Page extract:
Anarchic Solidarity
Yale Southeast Asia Studies Monograph #60
This volume analyzes a group of Southeast Asian societies that have in common a mode of sociality that maximizes personal autonomy, political egalitarianism, and inclusive forms of social solidarity. Their members make their livings as nomadic hunter-gatherers, shifting cultivators, sea nomads, and peasants embedded in market economies. While political anarchy and radical equality appear in many societies as utopian ideals, these societies provide examples of actually existing, viable forms of "anarchy." This book documents the mechanisms that enable these societies to maintain their life-ways and suggests some moral and political lessons that those who appreciate them might apply to their own societies.
"This collection marks an epochal leap in anthropological studies of egalitarianism. Rather than engage in the usual quixotic and rather pointless debate over whether it is possible to find a truly "egalitarian society," the authors start from the much more sensible assumption that we must begin by considering egalitarianism as a form of moral commitment, and conclude that those places where that moral commitment is strongest are precisely those places where "society," as we usually conceive it, can least be said to exist. This volume should become a model for future research."

Excerpted data:
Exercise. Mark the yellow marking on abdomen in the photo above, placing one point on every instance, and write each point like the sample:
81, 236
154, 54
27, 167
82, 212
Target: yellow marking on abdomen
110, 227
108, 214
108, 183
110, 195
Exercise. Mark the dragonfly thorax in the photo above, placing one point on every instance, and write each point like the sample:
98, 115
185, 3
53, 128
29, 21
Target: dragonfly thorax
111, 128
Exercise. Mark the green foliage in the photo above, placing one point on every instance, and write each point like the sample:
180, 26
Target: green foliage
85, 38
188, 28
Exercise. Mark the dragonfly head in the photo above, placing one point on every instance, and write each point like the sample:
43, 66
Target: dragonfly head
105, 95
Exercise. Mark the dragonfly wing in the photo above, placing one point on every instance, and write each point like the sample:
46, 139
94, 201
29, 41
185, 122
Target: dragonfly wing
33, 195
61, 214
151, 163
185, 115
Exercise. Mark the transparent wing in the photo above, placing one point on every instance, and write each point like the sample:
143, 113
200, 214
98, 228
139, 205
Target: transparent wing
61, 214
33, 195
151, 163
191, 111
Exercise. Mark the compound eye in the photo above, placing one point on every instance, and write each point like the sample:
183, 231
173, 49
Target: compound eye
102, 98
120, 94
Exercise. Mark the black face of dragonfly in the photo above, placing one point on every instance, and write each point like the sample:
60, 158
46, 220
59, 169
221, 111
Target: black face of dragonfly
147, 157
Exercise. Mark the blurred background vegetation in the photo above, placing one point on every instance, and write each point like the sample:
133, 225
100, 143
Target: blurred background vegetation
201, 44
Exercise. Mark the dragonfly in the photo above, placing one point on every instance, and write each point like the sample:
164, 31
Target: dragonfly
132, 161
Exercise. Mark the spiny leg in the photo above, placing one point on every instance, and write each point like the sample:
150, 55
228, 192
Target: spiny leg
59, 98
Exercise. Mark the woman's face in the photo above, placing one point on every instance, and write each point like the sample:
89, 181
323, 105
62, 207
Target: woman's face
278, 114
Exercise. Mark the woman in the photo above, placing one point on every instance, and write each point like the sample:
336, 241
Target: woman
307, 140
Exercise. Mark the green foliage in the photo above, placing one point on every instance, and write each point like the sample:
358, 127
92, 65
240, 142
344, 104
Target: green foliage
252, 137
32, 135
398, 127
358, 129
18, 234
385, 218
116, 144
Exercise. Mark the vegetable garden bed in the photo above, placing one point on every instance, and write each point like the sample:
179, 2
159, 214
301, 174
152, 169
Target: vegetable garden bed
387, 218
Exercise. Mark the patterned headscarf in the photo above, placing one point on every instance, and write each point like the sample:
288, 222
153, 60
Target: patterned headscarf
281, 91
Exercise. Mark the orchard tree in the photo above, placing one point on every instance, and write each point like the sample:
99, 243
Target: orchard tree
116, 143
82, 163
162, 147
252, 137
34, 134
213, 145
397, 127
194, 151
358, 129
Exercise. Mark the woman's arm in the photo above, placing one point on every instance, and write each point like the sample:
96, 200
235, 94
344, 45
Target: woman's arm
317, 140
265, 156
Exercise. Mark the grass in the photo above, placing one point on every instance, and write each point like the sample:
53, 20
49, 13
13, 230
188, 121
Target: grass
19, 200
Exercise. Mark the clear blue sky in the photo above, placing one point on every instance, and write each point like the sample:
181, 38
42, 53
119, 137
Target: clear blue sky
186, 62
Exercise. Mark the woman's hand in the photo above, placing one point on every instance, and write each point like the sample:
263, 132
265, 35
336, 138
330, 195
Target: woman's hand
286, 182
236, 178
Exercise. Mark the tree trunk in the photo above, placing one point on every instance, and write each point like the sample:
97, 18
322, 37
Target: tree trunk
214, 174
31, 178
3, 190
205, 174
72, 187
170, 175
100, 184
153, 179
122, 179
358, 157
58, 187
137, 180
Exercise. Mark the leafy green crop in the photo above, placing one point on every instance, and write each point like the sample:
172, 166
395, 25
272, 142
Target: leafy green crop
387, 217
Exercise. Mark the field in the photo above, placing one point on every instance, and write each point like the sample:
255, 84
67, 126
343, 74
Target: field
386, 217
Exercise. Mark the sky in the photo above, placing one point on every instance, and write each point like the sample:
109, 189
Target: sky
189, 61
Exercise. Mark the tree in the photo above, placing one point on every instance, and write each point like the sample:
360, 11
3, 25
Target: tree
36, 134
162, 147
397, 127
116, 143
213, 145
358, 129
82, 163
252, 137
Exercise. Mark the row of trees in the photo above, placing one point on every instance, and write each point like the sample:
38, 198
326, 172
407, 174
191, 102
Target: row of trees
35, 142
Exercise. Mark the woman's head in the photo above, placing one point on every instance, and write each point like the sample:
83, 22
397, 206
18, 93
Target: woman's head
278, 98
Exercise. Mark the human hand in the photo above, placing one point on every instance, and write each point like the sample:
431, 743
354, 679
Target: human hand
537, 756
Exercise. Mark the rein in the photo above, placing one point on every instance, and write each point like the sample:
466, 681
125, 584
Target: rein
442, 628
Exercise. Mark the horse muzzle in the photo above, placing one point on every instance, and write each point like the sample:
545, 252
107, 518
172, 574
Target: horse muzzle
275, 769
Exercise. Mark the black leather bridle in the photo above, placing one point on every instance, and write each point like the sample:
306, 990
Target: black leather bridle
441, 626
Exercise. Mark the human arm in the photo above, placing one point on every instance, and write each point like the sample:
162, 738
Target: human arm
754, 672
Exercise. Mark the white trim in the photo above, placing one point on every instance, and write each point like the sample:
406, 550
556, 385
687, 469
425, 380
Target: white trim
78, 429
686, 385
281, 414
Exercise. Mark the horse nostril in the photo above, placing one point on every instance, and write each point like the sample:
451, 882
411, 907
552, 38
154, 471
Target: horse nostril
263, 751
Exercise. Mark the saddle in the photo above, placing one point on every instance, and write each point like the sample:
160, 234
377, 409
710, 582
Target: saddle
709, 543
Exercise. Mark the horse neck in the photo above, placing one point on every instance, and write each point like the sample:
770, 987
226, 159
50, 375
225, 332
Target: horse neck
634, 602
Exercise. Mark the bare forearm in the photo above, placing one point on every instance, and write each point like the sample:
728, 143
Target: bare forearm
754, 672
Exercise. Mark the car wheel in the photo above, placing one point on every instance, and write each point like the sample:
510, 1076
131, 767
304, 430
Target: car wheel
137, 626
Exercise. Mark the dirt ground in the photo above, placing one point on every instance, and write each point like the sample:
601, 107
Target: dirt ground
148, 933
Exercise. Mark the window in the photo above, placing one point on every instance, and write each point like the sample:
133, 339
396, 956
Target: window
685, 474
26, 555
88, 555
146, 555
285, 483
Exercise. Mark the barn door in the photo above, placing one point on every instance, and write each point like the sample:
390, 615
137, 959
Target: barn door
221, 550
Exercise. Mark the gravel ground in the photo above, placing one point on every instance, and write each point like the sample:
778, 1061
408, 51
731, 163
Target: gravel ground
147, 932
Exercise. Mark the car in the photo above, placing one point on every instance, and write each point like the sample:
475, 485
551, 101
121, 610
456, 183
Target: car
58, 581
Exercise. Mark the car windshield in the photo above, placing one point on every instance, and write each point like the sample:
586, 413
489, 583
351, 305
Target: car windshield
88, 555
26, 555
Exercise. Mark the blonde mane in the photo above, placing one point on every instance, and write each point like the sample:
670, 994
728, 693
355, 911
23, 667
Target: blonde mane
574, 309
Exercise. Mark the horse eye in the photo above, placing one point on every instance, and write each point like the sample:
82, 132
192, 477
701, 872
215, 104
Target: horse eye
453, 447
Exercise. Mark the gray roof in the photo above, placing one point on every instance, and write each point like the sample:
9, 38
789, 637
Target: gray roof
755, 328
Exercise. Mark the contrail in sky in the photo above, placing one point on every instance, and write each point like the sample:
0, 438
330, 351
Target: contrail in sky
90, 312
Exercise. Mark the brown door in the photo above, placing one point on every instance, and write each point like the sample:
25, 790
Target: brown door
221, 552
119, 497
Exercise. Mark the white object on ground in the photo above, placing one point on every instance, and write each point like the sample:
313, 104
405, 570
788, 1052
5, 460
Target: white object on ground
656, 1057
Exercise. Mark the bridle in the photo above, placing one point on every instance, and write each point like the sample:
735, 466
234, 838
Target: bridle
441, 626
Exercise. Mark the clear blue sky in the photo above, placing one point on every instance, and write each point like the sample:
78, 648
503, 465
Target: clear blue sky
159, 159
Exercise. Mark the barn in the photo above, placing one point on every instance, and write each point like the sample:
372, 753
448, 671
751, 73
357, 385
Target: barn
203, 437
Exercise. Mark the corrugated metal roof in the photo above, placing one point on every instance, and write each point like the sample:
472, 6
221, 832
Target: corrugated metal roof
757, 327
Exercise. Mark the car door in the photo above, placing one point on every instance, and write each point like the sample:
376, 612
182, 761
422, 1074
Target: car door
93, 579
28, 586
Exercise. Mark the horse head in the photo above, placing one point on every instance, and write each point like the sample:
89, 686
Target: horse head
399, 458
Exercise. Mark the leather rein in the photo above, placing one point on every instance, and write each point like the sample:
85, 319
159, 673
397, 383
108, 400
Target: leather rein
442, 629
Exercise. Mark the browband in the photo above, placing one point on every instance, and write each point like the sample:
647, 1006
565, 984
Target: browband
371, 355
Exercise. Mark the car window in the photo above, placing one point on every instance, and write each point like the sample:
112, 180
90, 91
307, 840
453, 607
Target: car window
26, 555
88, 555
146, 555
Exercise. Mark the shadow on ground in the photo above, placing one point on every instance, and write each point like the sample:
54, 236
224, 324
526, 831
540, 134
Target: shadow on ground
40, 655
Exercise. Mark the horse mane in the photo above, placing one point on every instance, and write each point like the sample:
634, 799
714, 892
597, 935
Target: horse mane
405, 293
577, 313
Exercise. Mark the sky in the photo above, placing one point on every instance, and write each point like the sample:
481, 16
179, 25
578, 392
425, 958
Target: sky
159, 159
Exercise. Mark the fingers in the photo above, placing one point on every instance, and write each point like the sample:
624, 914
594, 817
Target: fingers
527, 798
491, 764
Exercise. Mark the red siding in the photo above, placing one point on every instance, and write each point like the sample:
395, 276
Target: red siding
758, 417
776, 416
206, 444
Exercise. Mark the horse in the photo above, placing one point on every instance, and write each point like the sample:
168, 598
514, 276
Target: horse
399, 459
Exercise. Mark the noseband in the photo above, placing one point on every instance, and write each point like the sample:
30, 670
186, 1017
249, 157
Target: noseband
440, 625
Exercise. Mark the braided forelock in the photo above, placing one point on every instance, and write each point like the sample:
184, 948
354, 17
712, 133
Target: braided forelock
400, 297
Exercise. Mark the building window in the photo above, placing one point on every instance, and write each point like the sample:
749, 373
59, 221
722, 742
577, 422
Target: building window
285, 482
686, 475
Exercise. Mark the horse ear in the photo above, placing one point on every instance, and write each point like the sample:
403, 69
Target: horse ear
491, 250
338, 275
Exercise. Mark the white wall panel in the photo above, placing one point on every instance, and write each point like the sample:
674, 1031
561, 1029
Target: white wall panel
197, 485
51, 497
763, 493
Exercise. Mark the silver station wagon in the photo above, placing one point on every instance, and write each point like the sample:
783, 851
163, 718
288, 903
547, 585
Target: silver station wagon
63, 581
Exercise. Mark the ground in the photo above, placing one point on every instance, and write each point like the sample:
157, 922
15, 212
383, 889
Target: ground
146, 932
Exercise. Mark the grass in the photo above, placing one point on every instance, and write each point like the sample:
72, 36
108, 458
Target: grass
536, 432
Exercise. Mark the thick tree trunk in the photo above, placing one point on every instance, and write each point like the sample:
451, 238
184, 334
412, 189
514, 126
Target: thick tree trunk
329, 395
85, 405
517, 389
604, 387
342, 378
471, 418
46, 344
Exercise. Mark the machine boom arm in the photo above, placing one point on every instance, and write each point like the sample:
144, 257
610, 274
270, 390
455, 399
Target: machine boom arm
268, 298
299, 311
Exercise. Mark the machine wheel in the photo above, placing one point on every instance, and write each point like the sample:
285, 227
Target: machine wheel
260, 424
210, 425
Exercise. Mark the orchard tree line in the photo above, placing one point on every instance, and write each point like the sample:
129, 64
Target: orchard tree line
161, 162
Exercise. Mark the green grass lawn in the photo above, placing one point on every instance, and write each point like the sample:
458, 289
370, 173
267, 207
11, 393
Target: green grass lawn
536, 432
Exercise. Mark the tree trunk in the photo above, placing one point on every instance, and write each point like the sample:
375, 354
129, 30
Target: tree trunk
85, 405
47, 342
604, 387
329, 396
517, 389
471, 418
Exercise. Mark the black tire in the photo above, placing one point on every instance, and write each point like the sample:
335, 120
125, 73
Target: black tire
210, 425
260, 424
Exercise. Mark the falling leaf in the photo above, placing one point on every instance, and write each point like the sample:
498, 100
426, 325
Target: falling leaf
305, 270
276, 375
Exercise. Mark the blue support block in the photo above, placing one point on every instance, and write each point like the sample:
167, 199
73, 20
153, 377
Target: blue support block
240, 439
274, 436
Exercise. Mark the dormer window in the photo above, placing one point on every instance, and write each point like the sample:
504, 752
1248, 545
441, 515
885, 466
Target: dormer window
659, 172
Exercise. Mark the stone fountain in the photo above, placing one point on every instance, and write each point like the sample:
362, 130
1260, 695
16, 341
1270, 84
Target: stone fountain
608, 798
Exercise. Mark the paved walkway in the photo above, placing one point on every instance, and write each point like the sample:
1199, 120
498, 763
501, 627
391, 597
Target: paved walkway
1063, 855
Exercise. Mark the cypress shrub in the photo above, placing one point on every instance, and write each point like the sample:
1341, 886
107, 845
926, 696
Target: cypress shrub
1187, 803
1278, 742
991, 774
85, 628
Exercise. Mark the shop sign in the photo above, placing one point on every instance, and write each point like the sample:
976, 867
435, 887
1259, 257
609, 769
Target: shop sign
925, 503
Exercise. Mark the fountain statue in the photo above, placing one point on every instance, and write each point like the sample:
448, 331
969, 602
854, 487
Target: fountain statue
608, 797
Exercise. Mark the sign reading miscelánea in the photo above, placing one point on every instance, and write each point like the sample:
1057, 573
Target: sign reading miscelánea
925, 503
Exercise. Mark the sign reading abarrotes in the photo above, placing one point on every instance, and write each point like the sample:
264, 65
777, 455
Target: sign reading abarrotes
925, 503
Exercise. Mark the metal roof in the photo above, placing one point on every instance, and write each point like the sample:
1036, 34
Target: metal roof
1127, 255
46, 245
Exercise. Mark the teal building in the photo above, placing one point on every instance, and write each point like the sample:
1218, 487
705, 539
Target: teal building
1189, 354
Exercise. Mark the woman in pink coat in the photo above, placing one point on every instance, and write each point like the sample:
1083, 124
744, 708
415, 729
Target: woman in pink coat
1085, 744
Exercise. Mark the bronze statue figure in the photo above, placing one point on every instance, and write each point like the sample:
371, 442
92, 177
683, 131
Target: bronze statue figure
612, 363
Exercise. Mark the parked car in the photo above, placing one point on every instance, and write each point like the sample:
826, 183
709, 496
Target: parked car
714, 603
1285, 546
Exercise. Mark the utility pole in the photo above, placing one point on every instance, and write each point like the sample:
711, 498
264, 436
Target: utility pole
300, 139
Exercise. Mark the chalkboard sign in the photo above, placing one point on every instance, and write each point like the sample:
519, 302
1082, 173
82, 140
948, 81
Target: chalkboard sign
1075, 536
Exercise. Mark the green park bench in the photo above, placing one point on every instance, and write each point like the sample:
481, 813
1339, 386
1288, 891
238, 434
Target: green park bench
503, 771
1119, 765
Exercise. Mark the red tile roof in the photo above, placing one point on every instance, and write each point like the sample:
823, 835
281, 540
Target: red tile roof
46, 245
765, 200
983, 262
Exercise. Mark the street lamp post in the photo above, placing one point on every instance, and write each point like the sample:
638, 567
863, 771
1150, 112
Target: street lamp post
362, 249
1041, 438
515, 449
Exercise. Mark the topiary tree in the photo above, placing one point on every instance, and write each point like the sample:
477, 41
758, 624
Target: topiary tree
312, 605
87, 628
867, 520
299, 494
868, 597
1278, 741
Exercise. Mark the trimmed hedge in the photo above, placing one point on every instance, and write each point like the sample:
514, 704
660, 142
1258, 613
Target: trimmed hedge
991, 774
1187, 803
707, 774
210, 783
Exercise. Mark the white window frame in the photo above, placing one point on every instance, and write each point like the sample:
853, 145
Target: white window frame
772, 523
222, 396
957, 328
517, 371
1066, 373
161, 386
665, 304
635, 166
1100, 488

Jobs:
1 > Show each line of the records that contains the word "yellow".
2 > Write what comes next in the description of the book on egalitarian Southeast Asian societies, starting after its final sentence.

Per-task answers:
1 >
Exercise. Mark the yellow marking on abdomen in the photo above, placing one point on every instance, and write each point like the sample:
Target: yellow marking on abdomen

2 >
- David Graeber, Reader in Anthropology, University of London
"How do anarchic, egalitarian societies maintain their shape and values in a world of hierarchy? Here in Anarchic Solidarity, Gibson and Sillander have brought together the most experienced and sophisticated scholars to brilliantly illuminate the social, economic, geographic and ritual foundations and practices that underwrite individual autonomy and coordination without hierarchy. Unsurpassed and bound to be influential far beyond regional studies."
- James C. Scott, Sterling Professor of Political Science and Anthropology, Yale University
Thomas Gibson is Professor of Anthropology at the University of Rochester. He began fieldwork among the Buid of Mindoro, Philippines, in 1979, and among the Makassar of South Sulawesi, Indonesia, in 1988.
Kenneth Sillander is Senior Lecturer in Sociology at the Swedish School of Social Science, University of Helsinki. He has done fieldwork among the Bentian of Indonesian Borneo since 1993.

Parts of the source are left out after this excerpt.